[What the task asks] Can you reproduce the passage on 1980s music word for word, starting with "1980s- Orchestration?" and going on through "to be born."?
[Start of Quoted passage]
1980s- Orchestration?

Some might argue that the 1980’s as a whole was not the best decade for music development. The astrology would certainly confirm it. Whereas the 1950s and 1960s were characterised by major aspects between the three outer planets, and the 1970’s by a series of aspects involving those planets and Saturn, the 1980’s started with some drama and ended with some Saturn aspects but the years from 1983 to 1987 are characterised only by aspects to Jupiter. There was growth but no radical change and nothing of much long term creative impact.

However the period 1981/1982 when Pluto was conjunct Saturn and Jupiter are the exception and a number of themes developed at this time. It was time for the old to die and the new to be born.

Terminology and genre are a little mixed for this period. On the one hand there was New Wave derived from punk, on the other New Romantics. Groups that represent these overlapping genres to a greater or lesser extent included Depeche Mode, Adam & The Ants, Culture Club, Duran Duran Spandau Ballet, Tears For Fears, The Human League,. This was a type of glam, but more grown up and instead of using synthesizers just for effect the music was almost all sythesized. Furthermore many bands which emerged in the aftermath of punk, such as Ultravox and Simple Minds also showed the influence of progressive rock, as well as their more usually recognised punk influences. Although these movements and groups soon disappared as the aspect waned, their influence continued throughout the decade.U2, however, was one of the few rock bands that really came out of this era and retained the longevity by hooking into to some of the other themes of the 1980s.
[End of Quoted passage]
[Start of Information supplied]
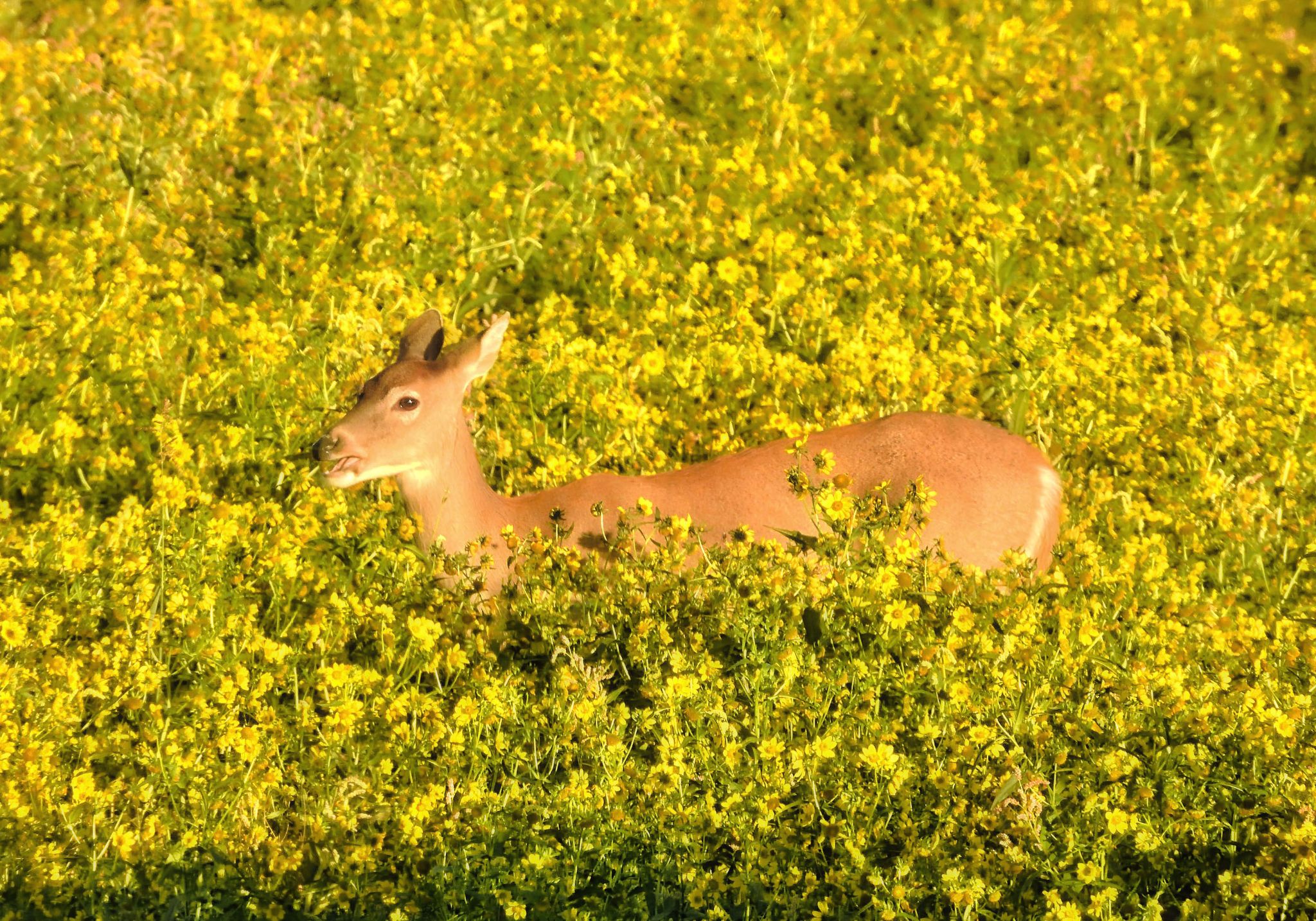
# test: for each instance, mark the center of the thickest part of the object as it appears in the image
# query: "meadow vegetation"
[End of Information supplied]
[Output of the exercise]
1980s- Orchestration?

Some might argue that the 1980’s as a whole was not the best decade for music development. The astrology would certainly confirm it. Whereas the 1950s and 1960s were characterised by major aspects between the three outer planets, and the 1970’s by a series of aspects involving those planets and Saturn, the 1980’s started with some drama and ended with some Saturn aspects but the years from 1983 to 1987 are characterised only by aspects to Jupiter. There was growth but no radical change and nothing of much long term creative impact.

However the period 1981/1982 when Pluto was conjunct Saturn and Jupiter are the exception and a number of themes developed at this time. It was time for the old to die and the new to be born.